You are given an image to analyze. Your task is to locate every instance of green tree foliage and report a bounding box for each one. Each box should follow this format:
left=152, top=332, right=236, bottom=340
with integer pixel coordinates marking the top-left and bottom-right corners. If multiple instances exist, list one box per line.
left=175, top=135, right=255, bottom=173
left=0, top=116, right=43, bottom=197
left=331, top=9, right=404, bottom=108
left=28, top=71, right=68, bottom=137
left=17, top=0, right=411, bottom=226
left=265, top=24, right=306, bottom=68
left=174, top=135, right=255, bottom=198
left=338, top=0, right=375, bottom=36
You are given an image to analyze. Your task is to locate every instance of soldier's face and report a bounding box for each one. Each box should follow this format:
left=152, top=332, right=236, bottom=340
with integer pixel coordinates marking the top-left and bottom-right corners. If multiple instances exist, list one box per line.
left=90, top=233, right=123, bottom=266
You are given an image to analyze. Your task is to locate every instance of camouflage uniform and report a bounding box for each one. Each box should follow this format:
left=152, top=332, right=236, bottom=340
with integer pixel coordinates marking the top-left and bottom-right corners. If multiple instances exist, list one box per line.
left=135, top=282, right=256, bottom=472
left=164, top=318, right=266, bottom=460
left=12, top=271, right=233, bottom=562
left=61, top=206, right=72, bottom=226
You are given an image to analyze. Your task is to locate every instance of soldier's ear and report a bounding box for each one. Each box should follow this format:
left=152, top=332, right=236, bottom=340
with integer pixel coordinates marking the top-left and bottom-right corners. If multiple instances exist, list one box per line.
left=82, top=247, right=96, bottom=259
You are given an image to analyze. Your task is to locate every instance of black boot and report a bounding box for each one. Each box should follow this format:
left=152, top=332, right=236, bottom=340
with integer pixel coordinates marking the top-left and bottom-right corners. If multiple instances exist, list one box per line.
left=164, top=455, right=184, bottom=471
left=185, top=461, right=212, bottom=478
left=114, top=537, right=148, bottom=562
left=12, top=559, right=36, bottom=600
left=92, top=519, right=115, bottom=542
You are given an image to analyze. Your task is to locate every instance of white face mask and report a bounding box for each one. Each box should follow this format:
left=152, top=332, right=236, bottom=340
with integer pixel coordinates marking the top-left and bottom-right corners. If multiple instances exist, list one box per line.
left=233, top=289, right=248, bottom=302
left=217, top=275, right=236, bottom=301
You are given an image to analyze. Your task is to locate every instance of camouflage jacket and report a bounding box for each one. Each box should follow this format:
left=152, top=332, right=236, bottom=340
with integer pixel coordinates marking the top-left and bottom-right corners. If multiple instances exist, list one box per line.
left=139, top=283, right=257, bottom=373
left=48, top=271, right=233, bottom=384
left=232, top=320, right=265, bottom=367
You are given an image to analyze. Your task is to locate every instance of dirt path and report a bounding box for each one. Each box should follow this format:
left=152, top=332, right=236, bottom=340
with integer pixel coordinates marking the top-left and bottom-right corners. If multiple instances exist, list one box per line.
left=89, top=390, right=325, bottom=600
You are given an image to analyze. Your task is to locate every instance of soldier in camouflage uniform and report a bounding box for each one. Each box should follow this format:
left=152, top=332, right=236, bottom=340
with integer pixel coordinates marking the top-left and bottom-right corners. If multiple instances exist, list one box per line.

__________________________________________________

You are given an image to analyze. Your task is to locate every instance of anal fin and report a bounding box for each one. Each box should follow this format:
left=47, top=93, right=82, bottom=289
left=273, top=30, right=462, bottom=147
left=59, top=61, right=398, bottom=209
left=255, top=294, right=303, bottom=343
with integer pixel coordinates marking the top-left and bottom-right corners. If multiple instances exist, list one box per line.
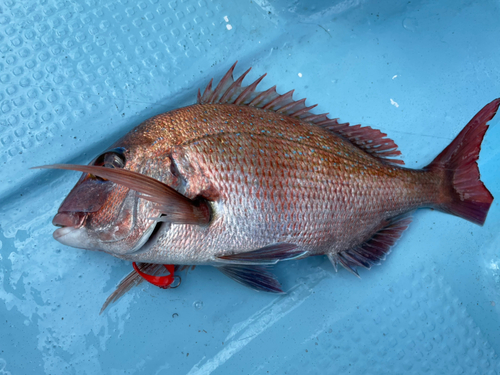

__________________________________________________

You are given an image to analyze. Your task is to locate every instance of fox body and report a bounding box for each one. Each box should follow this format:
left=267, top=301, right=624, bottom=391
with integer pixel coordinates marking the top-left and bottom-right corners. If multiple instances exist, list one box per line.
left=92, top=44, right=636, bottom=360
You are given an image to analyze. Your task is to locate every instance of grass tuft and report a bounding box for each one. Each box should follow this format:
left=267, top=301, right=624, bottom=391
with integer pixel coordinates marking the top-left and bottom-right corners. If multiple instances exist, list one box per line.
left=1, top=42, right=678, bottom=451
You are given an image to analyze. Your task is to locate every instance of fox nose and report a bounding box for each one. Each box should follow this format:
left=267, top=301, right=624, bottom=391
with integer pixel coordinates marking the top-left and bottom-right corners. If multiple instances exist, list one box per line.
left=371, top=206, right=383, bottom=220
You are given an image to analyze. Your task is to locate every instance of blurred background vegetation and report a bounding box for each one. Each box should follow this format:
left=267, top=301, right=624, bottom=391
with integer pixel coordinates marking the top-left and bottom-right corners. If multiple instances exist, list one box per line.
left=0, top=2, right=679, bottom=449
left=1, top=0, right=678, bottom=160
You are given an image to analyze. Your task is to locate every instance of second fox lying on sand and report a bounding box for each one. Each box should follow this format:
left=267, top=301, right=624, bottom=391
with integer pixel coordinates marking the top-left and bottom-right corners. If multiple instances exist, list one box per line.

__________________________________________________

Prompt
Within the listing above, filter for lines holding the string "uniform" and copy each one.

Exercise response
You are given an image to analyze. Your task is to locate every instance of camouflage uniform and report a bounding box for each one. Each box should follow this format:
You are given an image to analyze. Your task is to locate every instance of soldier in camouflage uniform and report a bounding box for each one. Each box should follow this format:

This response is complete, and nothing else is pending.